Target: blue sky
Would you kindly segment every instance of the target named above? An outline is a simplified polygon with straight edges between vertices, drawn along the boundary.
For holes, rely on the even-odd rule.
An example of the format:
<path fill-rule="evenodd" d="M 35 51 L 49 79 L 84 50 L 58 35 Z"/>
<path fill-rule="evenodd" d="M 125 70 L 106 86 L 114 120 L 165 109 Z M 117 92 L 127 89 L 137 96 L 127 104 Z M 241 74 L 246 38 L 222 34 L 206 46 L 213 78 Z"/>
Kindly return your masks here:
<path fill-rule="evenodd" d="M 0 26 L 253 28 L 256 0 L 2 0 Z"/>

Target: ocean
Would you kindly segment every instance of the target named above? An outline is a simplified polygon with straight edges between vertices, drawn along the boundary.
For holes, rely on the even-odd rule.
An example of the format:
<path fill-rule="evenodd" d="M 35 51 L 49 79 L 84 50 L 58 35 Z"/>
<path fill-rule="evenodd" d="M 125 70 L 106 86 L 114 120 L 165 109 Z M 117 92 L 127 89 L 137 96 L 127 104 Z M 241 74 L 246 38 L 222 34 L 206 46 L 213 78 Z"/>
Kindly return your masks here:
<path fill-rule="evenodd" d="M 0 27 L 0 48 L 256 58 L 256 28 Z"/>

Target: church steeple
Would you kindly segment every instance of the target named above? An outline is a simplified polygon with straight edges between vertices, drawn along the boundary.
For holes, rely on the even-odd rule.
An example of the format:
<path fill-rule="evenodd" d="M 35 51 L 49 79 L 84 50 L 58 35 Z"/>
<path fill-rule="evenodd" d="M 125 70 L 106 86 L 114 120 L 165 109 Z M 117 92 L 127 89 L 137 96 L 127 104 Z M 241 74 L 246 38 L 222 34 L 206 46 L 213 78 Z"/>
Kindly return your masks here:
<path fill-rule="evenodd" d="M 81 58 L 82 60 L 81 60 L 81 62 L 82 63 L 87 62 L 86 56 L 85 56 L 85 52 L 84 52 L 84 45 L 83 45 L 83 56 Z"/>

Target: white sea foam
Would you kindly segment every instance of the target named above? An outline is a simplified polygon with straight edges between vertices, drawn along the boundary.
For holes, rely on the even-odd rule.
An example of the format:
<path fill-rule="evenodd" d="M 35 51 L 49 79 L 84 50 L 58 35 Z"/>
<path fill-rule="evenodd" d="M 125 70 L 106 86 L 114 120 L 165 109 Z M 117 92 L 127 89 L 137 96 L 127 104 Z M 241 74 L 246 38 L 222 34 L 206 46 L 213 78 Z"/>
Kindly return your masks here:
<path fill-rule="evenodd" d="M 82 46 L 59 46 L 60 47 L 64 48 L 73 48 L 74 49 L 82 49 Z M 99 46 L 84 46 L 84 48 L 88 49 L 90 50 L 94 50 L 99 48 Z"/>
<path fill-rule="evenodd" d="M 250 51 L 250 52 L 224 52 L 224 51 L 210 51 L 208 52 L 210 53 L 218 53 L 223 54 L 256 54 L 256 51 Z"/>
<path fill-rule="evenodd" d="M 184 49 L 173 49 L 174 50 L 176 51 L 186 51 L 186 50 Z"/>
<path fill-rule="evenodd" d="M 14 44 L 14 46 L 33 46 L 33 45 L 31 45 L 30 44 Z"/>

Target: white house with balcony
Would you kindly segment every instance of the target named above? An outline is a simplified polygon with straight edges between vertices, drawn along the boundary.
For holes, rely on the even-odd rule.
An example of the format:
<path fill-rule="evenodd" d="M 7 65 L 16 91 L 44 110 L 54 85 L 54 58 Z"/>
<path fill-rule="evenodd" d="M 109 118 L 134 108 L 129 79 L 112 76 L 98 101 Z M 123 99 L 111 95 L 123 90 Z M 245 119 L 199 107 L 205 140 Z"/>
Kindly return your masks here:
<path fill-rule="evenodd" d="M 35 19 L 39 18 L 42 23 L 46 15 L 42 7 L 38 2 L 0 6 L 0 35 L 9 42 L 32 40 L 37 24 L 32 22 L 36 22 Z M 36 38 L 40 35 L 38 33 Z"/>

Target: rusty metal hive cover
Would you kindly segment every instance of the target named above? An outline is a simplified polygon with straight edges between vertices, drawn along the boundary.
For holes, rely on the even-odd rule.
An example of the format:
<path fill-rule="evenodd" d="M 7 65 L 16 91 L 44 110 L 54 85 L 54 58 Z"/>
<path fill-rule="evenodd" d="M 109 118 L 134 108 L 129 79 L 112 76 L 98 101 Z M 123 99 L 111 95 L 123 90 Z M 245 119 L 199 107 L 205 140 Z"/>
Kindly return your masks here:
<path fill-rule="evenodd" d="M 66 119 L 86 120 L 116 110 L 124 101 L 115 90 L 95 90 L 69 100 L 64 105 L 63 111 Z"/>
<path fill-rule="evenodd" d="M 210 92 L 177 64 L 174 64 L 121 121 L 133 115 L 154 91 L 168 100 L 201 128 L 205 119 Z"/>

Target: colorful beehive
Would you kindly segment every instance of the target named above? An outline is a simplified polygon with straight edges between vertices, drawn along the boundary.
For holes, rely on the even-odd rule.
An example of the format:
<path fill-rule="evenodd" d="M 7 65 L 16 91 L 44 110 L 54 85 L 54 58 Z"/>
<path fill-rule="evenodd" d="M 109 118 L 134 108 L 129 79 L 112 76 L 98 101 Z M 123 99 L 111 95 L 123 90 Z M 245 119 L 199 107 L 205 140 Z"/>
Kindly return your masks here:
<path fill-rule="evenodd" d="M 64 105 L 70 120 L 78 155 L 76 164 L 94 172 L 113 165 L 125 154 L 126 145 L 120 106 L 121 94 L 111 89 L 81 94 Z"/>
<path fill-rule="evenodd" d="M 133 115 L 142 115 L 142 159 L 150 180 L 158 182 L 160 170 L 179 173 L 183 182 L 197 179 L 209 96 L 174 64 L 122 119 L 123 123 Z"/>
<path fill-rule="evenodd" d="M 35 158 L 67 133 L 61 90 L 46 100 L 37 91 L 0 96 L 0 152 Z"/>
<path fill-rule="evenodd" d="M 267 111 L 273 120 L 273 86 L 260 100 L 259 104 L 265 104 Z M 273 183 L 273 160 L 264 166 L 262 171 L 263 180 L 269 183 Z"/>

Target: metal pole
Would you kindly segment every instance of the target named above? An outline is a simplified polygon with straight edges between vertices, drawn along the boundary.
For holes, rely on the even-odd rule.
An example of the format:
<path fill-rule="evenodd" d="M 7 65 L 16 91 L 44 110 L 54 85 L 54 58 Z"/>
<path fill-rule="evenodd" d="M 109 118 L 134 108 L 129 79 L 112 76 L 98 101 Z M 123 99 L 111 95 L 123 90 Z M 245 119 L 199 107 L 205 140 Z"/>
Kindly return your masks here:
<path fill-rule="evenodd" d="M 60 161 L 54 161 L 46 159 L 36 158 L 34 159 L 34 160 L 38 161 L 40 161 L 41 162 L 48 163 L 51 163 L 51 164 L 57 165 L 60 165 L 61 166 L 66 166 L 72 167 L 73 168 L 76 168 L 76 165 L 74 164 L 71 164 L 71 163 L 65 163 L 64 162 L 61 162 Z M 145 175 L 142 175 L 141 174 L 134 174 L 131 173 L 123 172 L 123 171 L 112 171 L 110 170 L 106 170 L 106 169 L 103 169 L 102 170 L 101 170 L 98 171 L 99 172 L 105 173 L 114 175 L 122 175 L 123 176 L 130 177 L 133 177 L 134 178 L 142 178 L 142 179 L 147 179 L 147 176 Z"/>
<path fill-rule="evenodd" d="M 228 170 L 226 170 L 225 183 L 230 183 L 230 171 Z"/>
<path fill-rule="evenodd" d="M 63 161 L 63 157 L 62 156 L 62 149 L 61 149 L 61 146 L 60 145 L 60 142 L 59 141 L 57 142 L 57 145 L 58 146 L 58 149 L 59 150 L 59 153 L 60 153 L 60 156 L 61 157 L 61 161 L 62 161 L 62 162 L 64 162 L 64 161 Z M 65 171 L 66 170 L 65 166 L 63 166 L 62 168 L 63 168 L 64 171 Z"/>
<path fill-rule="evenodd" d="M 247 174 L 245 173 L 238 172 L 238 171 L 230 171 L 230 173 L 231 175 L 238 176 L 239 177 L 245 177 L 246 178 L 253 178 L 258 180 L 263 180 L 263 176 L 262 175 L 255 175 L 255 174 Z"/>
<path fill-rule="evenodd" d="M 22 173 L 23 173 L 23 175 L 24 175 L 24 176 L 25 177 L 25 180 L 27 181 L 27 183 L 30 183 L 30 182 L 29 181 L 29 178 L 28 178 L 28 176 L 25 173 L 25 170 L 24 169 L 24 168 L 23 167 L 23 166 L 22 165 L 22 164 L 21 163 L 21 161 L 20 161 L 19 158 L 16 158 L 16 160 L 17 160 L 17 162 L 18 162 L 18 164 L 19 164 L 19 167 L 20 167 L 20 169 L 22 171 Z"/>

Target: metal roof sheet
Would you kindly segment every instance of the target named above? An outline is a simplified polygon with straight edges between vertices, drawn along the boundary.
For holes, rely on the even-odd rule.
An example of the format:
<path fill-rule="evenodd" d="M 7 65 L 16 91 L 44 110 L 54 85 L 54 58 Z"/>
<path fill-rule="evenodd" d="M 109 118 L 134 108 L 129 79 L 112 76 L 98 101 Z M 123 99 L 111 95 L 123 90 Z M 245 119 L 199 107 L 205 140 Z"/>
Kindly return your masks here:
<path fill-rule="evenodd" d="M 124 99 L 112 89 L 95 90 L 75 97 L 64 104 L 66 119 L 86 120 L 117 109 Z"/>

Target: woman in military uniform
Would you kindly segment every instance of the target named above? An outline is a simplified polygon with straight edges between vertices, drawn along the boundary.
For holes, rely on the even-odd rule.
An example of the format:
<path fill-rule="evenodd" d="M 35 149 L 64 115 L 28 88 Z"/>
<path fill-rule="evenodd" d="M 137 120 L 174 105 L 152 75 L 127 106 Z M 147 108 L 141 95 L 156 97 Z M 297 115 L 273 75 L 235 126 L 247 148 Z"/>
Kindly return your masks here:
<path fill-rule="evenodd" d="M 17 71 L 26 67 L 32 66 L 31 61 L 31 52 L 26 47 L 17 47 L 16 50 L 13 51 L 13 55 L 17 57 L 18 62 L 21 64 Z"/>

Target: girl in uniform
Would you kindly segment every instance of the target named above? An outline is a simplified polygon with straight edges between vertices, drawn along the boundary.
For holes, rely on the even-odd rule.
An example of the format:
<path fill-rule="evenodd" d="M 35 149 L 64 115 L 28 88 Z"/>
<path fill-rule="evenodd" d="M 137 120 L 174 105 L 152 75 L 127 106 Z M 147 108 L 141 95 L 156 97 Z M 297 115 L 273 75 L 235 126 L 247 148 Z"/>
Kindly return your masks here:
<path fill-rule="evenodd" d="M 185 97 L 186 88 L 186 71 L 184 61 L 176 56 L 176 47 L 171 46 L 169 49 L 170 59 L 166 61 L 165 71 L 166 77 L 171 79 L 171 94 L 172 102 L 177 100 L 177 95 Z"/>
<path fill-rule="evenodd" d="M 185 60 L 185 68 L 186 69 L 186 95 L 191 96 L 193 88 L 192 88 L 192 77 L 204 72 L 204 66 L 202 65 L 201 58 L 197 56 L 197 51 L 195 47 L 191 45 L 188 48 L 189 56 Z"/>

__TASK INSTRUCTIONS__. Render the stretch of the records above, from the line containing "Target: metal roof sheet" through the line containing "17 71 L 26 67", as a JSON list of strings with one string for each line, omitting blank lines.

__OUTPUT FOR THIS TASK__.
[
  "Target: metal roof sheet",
  "Would you kindly segment every instance of the target named above? An outline is a simplified polygon with straight edges between vertices, drawn along the boundary.",
  "For holes, rely on the even-odd rule.",
  "An example of the format:",
  "<path fill-rule=\"evenodd\" d=\"M 7 65 L 16 91 L 44 110 L 54 85 L 54 58 Z\"/>",
  "<path fill-rule=\"evenodd\" d=\"M 109 118 L 134 108 L 129 79 L 112 76 L 98 101 Z M 123 99 L 111 95 L 123 90 Z M 245 119 L 199 107 L 205 140 Z\"/>",
  "Kindly return your masks here:",
  "<path fill-rule=\"evenodd\" d=\"M 124 99 L 112 89 L 95 90 L 75 97 L 64 104 L 66 119 L 86 120 L 117 109 Z\"/>",
  "Target: woman in military uniform",
  "Would you kindly segment every instance of the target named above? An outline is a simplified polygon with straight edges between vertices, drawn along the boundary.",
  "For holes, rely on the even-odd rule.",
  "An example of the format:",
  "<path fill-rule=\"evenodd\" d=\"M 35 149 L 64 115 L 28 88 Z\"/>",
  "<path fill-rule=\"evenodd\" d=\"M 137 120 L 174 105 L 152 75 L 127 106 Z M 147 108 L 141 95 L 156 97 Z M 297 115 L 273 75 L 235 126 L 247 148 Z\"/>",
  "Kindly return your masks here:",
  "<path fill-rule=\"evenodd\" d=\"M 17 71 L 26 67 L 32 66 L 31 61 L 31 52 L 26 47 L 17 47 L 16 50 L 13 51 L 13 55 L 17 57 L 18 62 L 21 64 Z\"/>"
]